#### SUPPLIED TEXT:

Fisheries managers frequently set minimum size limits for captured animals, mandating that the smallest--and thus youngest--be freed to allow for full maturation. But findings detailed in the current issue of the journal Science suggest that these regulations may actually be shrinking the average size of wild fish over time. Plucking the largest fish from the gene pool, the authors report, leaves only hereditary information from the smallest fish for the next generation.
To examine the potential evolutionary effects of selective extraction , David Conover and Stephan Munch of the State University of New York at Stony Brook studied a common marine fish called Menidia menidia. Allowing groups of the fish to grow in separate tanks, the scientists removed and weighed the largest 90 percent of individuals from some tanks, the smallest 90 percent from others, and a random 90 percent assortment from the rest. After the remaining fish matured and spawned, the team repeated the process. Initially, the large fish-harvested tanks produced the highest yields. After four generations of such "fishing," however, the total weight of all the fish extracted from the small fish-harvested tanks, as well as the average weight of each creature, amounted to twice that of the large fish-harvested tanks. Additionally, since the reproductive capability of large fish is much greater than that of small ones, small fish-harvesting resulted in more fertile animals. Juvenile survival rates were about the same for all groups, indicating that evolved changes in growth, not viability, caused these results. The findings suggest that in the real world, taking only the largest fish may in the long run result in a calamitous decrease in yield, and thus income, for the entire industry.

#### DATA:
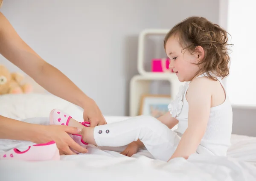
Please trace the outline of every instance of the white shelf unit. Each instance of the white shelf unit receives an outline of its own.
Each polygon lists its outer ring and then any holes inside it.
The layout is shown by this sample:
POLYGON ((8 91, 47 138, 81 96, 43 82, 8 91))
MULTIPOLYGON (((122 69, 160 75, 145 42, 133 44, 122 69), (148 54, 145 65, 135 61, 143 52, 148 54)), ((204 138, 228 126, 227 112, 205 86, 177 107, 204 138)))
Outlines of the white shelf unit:
POLYGON ((144 63, 145 59, 145 41, 147 37, 149 35, 165 35, 169 30, 168 29, 148 29, 140 33, 139 37, 138 46, 137 69, 139 73, 141 75, 162 74, 160 73, 147 72, 144 70, 144 63))
POLYGON ((132 78, 130 85, 130 116, 135 116, 139 115, 141 96, 149 93, 150 85, 153 81, 169 81, 171 85, 170 96, 172 99, 175 98, 176 93, 178 91, 181 83, 177 77, 174 77, 176 76, 175 74, 170 74, 152 76, 137 75, 132 78))
POLYGON ((130 84, 129 116, 138 116, 140 106, 141 96, 149 94, 152 81, 166 80, 170 82, 169 95, 171 98, 175 98, 176 93, 181 85, 176 75, 171 73, 148 72, 144 70, 145 40, 150 35, 165 35, 169 31, 166 29, 149 29, 143 31, 140 34, 138 48, 137 69, 140 75, 134 76, 130 84))

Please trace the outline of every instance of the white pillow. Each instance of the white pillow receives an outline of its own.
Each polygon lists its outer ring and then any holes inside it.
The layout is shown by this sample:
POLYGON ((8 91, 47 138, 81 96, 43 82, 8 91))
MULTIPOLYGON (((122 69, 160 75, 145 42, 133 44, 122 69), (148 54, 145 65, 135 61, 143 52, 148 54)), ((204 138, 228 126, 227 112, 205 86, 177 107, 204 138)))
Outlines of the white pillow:
POLYGON ((51 94, 21 94, 0 96, 0 115, 22 120, 48 117, 51 110, 63 110, 78 121, 83 120, 83 110, 78 106, 51 94))

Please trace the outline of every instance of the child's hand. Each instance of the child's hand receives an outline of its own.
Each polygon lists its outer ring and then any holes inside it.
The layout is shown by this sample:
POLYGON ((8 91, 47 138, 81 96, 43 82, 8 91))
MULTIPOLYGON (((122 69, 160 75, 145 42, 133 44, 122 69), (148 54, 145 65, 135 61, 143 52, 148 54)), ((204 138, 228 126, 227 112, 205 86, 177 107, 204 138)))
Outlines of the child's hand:
POLYGON ((126 148, 120 153, 125 156, 131 156, 138 152, 139 147, 139 145, 136 142, 132 142, 129 144, 126 148))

#### STUDY QUESTIONS:
A) Answer these questions about the article on size limits and fish evolution, one per line:
(i) In which journal were the findings reported?
(ii) What marine fish did Conover and Munch study?
(iii) After how many generations did the tanks where small fish were harvested yield twice the total weight of the tanks where large fish were harvested?
B) Set down the part of the article on size limits and fish evolution that starts at "Fisheries managers frequently" and ends at "the next generation.".
C) Resume the article on size limits and fish evolution after its final sentence, and write the paragraph that would come next.

#### ANSWER SECTION:
A)
(i) Science
(ii) Menidia menidia
(iii) Four

B)
Fisheries managers frequently set minimum size limits for captured animals, mandating that the smallest--and thus youngest--be freed to allow for full maturation. But findings detailed in the current issue of the journal Science suggest that these regulations may actually be shrinking the average size of wild fish over time. Plucking the largest fish from the gene pool, the authors report, leaves only hereditary information from the smallest fish for the next generation.

C)
Fishing is big business for many coastal communities. "In New York State alone, the commercial fishing, recreational fishing, and the seafood industries make a $11.5 billion contribution to the state¿s economy and employ over 100,000 people," remarks Jack Mattice of New York Sea Grant, one of the funders of this project. A successful industry is based on a healthy fishery, however. "Our study illustrates how well-intentioned management plans that appear to maximize yield on ecological time scales may have the opposite effect after accounting for evolutionary dynamics," Conover notes. The researchers thus propose both creating no-fish areas to prevent an irreversible loss of important genetic diversity, and setting a maximum size limit in addition to the minimum.